+++ Raw records

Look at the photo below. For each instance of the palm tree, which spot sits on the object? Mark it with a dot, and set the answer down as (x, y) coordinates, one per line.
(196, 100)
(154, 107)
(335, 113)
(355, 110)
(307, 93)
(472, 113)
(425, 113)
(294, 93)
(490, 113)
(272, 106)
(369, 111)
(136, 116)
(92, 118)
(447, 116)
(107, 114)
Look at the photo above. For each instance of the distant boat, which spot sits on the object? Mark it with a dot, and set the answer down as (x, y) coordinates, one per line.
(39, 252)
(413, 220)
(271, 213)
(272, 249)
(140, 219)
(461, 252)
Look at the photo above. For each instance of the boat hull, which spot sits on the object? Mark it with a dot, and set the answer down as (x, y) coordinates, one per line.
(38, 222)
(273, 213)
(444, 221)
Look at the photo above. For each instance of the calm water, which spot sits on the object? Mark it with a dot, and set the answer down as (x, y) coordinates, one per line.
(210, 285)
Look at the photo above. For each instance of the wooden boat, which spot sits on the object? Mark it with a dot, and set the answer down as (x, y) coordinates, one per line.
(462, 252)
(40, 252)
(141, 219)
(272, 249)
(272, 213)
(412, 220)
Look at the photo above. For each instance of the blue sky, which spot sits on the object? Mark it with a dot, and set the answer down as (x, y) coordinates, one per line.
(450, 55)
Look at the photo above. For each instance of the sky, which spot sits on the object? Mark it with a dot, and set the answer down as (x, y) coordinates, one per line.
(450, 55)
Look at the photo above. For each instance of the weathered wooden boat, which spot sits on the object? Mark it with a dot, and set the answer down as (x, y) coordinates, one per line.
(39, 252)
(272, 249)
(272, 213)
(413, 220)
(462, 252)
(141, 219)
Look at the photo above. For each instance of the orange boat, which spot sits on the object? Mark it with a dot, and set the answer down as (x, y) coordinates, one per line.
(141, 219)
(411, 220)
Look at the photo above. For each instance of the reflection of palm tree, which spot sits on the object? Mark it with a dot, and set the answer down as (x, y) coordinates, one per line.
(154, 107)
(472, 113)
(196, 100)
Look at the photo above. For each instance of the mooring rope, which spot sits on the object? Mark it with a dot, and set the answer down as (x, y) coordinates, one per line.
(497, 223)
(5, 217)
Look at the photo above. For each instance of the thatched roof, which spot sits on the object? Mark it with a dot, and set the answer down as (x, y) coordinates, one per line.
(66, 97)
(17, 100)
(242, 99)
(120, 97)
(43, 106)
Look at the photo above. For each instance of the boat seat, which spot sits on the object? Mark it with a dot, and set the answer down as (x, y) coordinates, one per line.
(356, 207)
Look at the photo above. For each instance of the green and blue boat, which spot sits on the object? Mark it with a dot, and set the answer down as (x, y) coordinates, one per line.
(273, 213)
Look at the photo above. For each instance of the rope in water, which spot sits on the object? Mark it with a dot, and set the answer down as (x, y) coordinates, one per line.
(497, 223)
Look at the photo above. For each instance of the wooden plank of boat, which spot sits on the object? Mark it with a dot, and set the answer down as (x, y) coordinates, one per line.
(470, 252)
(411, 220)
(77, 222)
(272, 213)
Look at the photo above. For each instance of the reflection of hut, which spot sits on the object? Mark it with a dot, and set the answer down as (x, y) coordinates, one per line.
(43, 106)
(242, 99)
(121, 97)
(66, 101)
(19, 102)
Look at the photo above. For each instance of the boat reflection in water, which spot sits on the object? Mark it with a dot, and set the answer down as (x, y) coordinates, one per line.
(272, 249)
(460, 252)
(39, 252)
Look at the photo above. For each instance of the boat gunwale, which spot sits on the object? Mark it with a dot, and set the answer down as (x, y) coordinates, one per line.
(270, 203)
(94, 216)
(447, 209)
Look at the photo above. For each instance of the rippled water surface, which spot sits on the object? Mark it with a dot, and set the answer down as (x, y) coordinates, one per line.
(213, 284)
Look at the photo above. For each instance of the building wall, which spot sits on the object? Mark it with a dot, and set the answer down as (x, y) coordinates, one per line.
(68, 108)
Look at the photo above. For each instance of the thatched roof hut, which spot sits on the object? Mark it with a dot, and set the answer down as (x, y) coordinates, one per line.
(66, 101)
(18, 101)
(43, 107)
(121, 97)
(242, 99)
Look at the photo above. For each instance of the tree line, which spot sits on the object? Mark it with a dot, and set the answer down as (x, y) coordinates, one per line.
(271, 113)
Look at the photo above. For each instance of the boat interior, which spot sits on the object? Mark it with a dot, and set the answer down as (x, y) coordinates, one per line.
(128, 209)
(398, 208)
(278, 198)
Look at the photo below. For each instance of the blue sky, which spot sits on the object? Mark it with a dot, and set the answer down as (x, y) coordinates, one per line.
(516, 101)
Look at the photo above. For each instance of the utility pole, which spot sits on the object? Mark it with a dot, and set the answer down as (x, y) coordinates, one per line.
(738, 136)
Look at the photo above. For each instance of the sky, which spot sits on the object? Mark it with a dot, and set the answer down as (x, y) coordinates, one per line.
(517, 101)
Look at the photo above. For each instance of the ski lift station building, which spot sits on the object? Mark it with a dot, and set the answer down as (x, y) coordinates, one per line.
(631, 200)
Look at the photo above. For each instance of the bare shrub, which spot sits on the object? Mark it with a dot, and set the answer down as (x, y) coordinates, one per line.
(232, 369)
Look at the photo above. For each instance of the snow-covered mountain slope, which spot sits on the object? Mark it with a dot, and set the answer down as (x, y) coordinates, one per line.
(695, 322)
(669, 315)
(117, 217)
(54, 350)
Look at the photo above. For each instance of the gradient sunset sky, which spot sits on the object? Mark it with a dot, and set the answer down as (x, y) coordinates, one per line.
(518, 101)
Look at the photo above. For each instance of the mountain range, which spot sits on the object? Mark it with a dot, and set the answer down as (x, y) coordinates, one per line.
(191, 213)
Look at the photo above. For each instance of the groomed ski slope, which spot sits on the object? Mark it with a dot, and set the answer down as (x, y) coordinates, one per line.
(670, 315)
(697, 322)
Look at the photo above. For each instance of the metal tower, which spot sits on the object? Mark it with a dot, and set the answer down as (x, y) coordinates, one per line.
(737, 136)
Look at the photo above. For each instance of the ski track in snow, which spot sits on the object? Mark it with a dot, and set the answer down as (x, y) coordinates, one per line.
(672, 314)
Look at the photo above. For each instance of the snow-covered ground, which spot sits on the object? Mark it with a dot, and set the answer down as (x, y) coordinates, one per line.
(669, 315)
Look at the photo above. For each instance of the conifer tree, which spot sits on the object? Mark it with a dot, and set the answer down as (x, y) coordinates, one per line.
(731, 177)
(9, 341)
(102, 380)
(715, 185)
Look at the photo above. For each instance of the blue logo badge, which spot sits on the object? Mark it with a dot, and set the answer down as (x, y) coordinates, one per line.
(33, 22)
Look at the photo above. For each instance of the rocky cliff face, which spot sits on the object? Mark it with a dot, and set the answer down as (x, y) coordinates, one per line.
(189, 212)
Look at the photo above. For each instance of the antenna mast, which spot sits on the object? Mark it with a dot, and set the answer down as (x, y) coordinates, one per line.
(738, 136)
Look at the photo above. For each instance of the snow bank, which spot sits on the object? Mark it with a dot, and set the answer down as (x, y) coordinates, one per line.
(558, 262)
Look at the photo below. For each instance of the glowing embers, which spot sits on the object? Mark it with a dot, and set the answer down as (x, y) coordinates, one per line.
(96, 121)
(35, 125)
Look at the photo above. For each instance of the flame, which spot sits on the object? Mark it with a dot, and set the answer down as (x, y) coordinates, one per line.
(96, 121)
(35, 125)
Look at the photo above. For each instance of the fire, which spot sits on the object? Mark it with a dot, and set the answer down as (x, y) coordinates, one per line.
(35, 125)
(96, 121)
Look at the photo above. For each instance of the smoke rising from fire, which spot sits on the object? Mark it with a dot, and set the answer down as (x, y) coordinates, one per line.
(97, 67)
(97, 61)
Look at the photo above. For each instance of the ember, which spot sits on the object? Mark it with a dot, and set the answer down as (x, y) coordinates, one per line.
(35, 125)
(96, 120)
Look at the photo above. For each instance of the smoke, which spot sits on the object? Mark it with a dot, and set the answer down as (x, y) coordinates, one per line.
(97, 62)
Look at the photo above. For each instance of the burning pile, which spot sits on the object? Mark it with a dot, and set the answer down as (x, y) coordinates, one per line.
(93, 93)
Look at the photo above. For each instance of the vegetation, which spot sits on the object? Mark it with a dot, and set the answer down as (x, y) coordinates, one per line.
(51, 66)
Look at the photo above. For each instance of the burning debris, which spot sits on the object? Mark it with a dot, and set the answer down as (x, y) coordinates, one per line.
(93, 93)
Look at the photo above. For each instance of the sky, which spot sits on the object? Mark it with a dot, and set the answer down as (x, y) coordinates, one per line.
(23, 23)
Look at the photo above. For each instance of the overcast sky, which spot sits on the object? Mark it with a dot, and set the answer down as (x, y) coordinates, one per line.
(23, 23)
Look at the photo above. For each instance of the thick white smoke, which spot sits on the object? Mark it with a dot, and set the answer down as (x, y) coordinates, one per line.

++++++

Task directions:
Rewrite the entries above as a numbered list, beginning with the line that contains "burning debris, which" and continuing through the final line of the entries. Omit any blank lines.

Response below:
1. Look at the photo above. For each instance of the burning debris, which spot sits on the object? Mark it with a dot, and set the answer down as (x, y) coordinates, one per line.
2. (93, 93)
3. Look at the photo above. For each instance of the sky, which spot sits on the object? Mark it with a dot, and set the answer down as (x, y) coordinates, one per line.
4. (23, 23)
5. Look at the photo above. For each instance of the overcast sky, which spot sits on the object? Mark it with a dot, and set the answer down as (x, y) coordinates, one per line.
6. (23, 23)
7. Look at the photo above. For each instance of the thick white smoke, which spot sits on the object? Mark it with a dot, and set the answer down as (x, y) coordinates, one per line.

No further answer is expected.